*Prompt:*
All lines from the one containing "The component shall return one point per instance of the distant" through the final line of the entries are to be written out verbatim; no other line is to be included.

*Point localization data:*

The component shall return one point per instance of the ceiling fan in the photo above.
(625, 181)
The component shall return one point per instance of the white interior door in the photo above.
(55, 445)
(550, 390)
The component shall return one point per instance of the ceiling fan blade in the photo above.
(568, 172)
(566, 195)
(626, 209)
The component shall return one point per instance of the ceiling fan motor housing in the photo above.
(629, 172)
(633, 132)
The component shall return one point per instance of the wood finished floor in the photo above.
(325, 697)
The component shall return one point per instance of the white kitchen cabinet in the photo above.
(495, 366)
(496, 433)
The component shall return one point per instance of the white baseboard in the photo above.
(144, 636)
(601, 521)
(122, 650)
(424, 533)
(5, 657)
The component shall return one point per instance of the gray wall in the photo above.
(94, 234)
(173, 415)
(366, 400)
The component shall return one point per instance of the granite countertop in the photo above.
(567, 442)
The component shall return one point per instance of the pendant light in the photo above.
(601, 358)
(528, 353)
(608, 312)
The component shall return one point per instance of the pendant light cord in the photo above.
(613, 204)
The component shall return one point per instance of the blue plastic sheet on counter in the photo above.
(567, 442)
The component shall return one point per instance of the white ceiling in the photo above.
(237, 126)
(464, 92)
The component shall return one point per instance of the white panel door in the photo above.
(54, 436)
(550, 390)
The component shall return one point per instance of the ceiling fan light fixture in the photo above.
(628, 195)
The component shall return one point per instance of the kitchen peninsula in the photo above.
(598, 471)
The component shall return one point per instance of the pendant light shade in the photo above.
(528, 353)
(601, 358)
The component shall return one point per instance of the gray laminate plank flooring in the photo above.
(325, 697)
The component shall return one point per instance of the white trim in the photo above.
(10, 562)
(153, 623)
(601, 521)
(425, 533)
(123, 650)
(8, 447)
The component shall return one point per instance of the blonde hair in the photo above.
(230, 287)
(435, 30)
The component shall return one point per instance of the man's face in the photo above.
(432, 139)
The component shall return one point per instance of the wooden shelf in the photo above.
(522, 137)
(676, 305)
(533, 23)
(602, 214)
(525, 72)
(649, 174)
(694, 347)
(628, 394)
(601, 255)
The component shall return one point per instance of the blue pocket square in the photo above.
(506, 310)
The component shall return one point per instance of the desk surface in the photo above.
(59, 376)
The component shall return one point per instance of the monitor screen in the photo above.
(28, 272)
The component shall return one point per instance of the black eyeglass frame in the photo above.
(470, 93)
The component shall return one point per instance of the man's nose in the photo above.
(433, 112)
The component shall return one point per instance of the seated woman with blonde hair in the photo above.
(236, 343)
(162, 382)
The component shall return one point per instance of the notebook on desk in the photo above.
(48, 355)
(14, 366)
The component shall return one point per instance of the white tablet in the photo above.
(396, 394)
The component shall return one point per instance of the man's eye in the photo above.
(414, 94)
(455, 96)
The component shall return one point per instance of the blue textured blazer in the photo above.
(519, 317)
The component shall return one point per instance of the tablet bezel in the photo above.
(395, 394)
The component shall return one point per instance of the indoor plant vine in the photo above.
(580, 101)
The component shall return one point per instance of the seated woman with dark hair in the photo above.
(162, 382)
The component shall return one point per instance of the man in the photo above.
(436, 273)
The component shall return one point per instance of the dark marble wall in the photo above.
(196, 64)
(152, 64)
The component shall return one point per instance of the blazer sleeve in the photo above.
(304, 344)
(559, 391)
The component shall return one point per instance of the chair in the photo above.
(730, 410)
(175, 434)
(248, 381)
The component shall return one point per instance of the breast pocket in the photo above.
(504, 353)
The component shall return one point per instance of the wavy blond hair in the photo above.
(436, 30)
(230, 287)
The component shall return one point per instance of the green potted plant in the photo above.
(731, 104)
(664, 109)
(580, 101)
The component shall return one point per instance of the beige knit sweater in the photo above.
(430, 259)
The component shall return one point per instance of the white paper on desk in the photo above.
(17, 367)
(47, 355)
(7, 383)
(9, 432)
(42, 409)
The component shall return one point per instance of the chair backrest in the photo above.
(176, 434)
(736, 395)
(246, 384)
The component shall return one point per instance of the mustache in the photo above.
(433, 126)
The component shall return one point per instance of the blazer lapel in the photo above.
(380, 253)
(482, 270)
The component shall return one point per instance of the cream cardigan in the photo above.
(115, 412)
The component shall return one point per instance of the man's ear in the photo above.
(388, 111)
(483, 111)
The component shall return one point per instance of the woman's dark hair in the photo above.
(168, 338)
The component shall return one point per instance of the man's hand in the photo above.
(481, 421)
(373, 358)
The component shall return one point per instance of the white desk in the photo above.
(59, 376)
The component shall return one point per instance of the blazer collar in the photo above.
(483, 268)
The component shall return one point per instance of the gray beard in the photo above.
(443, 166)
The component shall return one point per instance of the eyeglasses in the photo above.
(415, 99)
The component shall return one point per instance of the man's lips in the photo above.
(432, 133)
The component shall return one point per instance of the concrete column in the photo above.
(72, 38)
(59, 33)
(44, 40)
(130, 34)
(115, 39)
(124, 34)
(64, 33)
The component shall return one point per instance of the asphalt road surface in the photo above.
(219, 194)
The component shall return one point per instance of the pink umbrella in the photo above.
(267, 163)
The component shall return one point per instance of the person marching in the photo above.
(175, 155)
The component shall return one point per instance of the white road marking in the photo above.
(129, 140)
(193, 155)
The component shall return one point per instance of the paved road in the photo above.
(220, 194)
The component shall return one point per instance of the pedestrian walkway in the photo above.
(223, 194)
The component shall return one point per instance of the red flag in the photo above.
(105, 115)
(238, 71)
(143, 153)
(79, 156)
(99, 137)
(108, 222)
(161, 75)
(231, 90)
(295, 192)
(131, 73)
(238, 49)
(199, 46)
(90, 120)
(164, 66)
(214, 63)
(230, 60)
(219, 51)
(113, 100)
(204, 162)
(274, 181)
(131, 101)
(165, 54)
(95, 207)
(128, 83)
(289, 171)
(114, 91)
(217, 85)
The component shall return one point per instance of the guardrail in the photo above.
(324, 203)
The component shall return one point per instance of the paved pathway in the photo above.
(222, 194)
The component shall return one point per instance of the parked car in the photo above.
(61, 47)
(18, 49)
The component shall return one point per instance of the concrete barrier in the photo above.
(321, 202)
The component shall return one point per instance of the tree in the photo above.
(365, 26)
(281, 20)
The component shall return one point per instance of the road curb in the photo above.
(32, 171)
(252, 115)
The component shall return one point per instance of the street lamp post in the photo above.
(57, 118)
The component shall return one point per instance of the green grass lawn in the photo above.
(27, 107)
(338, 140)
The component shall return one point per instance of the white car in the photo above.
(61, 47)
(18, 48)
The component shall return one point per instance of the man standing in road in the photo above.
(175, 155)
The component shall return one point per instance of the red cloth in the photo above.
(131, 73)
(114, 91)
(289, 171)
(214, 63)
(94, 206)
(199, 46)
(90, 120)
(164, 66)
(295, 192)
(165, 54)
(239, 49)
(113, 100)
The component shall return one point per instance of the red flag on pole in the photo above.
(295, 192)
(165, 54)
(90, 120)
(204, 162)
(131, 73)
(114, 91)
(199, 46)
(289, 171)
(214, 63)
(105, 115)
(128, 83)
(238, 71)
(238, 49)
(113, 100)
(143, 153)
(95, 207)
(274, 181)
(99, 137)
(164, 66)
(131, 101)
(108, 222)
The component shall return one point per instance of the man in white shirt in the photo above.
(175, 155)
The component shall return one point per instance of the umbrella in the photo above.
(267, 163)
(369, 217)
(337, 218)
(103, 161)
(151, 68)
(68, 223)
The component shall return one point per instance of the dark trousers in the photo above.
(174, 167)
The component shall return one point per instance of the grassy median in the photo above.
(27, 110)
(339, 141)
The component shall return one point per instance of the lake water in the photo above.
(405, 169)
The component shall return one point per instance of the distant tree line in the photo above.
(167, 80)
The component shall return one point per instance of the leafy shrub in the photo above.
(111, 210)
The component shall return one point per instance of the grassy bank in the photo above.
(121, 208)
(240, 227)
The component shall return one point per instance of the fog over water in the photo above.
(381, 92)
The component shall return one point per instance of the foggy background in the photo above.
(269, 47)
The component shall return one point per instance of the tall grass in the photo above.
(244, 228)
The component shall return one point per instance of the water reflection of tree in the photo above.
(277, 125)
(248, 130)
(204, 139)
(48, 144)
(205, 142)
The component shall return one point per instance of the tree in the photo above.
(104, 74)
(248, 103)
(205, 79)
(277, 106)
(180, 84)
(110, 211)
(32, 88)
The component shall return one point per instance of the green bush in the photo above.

*Output for this task:*
The component shall return one point per instance of the distant tree line in the photo above.
(167, 80)
The component shall return one point per instance of the leafy shrub in the photo above.
(111, 210)
The component shall return one point per instance of the grassy bank in the photo above.
(121, 208)
(240, 227)
The component shall return one point per instance of the fog over water in the photo above.
(381, 92)
The component shall return one point per instance of the foggy background in the photo above.
(269, 47)
The component shall return one point per instance of the tall grass in the photo above.
(244, 228)
The component shall return one point per instance of the water reflection of tree in the photo above.
(277, 125)
(248, 130)
(204, 139)
(48, 144)
(205, 142)
The component shall return one point per instance of the tree in the photo above.
(104, 74)
(248, 103)
(205, 79)
(277, 106)
(180, 84)
(110, 211)
(32, 88)
The component shall return one point per instance of the green bush in the photo above.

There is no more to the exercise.